Set down every entry word for word. Omit the pictures.

BEGIN

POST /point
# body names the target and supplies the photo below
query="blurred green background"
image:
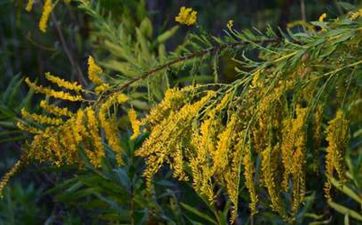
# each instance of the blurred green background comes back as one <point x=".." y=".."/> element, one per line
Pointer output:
<point x="64" y="49"/>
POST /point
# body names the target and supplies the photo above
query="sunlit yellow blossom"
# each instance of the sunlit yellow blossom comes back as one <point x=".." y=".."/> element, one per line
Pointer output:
<point x="249" y="171"/>
<point x="55" y="109"/>
<point x="29" y="5"/>
<point x="52" y="93"/>
<point x="322" y="17"/>
<point x="164" y="136"/>
<point x="101" y="88"/>
<point x="269" y="165"/>
<point x="230" y="24"/>
<point x="47" y="9"/>
<point x="63" y="83"/>
<point x="135" y="123"/>
<point x="186" y="16"/>
<point x="110" y="126"/>
<point x="355" y="15"/>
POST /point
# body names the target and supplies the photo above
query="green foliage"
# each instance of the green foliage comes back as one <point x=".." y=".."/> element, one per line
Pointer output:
<point x="143" y="58"/>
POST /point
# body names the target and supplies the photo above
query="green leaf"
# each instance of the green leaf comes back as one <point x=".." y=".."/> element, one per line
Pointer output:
<point x="198" y="213"/>
<point x="344" y="210"/>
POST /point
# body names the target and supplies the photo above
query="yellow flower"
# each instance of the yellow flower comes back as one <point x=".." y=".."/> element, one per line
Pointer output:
<point x="355" y="15"/>
<point x="230" y="24"/>
<point x="55" y="109"/>
<point x="53" y="93"/>
<point x="98" y="153"/>
<point x="337" y="137"/>
<point x="24" y="127"/>
<point x="322" y="17"/>
<point x="132" y="115"/>
<point x="94" y="71"/>
<point x="186" y="16"/>
<point x="47" y="9"/>
<point x="8" y="175"/>
<point x="41" y="118"/>
<point x="29" y="5"/>
<point x="249" y="171"/>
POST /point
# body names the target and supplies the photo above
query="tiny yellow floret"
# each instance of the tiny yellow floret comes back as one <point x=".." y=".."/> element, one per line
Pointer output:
<point x="186" y="16"/>
<point x="135" y="123"/>
<point x="29" y="5"/>
<point x="322" y="17"/>
<point x="94" y="71"/>
<point x="230" y="24"/>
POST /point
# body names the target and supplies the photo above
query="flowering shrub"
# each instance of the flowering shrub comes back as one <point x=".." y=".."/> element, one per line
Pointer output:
<point x="292" y="113"/>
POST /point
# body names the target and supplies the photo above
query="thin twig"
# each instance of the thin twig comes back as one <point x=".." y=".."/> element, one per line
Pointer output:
<point x="202" y="53"/>
<point x="79" y="72"/>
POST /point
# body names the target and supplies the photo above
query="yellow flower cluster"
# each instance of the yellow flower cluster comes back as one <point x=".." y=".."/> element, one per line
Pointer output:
<point x="165" y="136"/>
<point x="230" y="24"/>
<point x="322" y="17"/>
<point x="53" y="93"/>
<point x="29" y="5"/>
<point x="60" y="144"/>
<point x="47" y="10"/>
<point x="186" y="16"/>
<point x="135" y="123"/>
<point x="269" y="164"/>
<point x="98" y="153"/>
<point x="355" y="15"/>
<point x="337" y="137"/>
<point x="62" y="83"/>
<point x="24" y="127"/>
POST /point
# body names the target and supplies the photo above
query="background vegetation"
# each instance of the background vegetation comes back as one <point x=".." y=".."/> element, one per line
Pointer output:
<point x="128" y="39"/>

END

## WRITTEN SOLUTION
POST /point
# body names the target and supplies the photo below
query="blurred green background"
image:
# each instance of the blurred green background comes back as one <point x=".." y=".."/> element, one per line
Pointer output:
<point x="64" y="49"/>
POST /point
# body names the target and supplies the photo above
query="sunlit yellow blossom"
# each instance of the sunlit yellow blossom comes back as one <point x=".." y=".."/> element, one per line
Pointer output:
<point x="249" y="171"/>
<point x="55" y="109"/>
<point x="29" y="5"/>
<point x="52" y="93"/>
<point x="322" y="17"/>
<point x="164" y="136"/>
<point x="101" y="88"/>
<point x="269" y="165"/>
<point x="230" y="24"/>
<point x="47" y="9"/>
<point x="63" y="83"/>
<point x="135" y="123"/>
<point x="186" y="16"/>
<point x="110" y="126"/>
<point x="355" y="15"/>
POST /point
# body names the target and supplies the photo above
query="green foliage"
# each instance of the green foliage comes back as one <point x=".." y=".."/> element, one per line
Pointer output:
<point x="143" y="58"/>
POST /point
# body names the target and supplies the photo above
query="green leaf"
# each instance of the green leaf comes back as one <point x=".." y=".."/> element, one per line
Pointer output:
<point x="198" y="213"/>
<point x="344" y="210"/>
POST /point
# body names the target and supplies the photo above
query="yellow flower"
# each instance of the yellow flower comes back as one <point x=".." y=".."/> element, one per line
Pointer output:
<point x="355" y="15"/>
<point x="230" y="24"/>
<point x="55" y="109"/>
<point x="53" y="93"/>
<point x="98" y="153"/>
<point x="337" y="137"/>
<point x="24" y="127"/>
<point x="322" y="17"/>
<point x="132" y="115"/>
<point x="94" y="71"/>
<point x="186" y="16"/>
<point x="47" y="9"/>
<point x="8" y="175"/>
<point x="41" y="118"/>
<point x="29" y="5"/>
<point x="249" y="171"/>
POST /point
# body names the target and supplies the photo above
query="tiny yellow floret"
# each instance of the tiny yellow floret comes back as one <point x=".." y=".."/> element, one per line
Pointer output:
<point x="186" y="16"/>
<point x="135" y="123"/>
<point x="29" y="5"/>
<point x="322" y="17"/>
<point x="94" y="71"/>
<point x="230" y="24"/>
POST /point
# body names the target and supplies the photo above
query="flowering shrub"
# each instance of the flowering shrub comes back as one <point x=".." y=".."/> element, one per line
Pointer output:
<point x="292" y="113"/>
POST /point
# body names the target and supplies the photo above
query="thin twig"
# each instance of the thin twig comes back as one <point x=".." y=".."/> element, one per line
Pointer output:
<point x="202" y="53"/>
<point x="79" y="72"/>
POST /point
# body names the target and supplies the photo above
query="yellow flower cluster"
# each instance of the yellow flower cluster comes back as one <point x=".." y=".."/> element, one per line
Pointer output:
<point x="165" y="136"/>
<point x="230" y="24"/>
<point x="322" y="17"/>
<point x="53" y="93"/>
<point x="29" y="5"/>
<point x="60" y="144"/>
<point x="47" y="10"/>
<point x="186" y="16"/>
<point x="135" y="123"/>
<point x="269" y="164"/>
<point x="98" y="153"/>
<point x="355" y="15"/>
<point x="337" y="137"/>
<point x="62" y="83"/>
<point x="24" y="127"/>
POST /point
# body names the target and supplies the photo above
query="background vegetation"
# each instance of the background vegetation comes back as one <point x=".." y=".."/> element, one per line
Pointer output:
<point x="128" y="39"/>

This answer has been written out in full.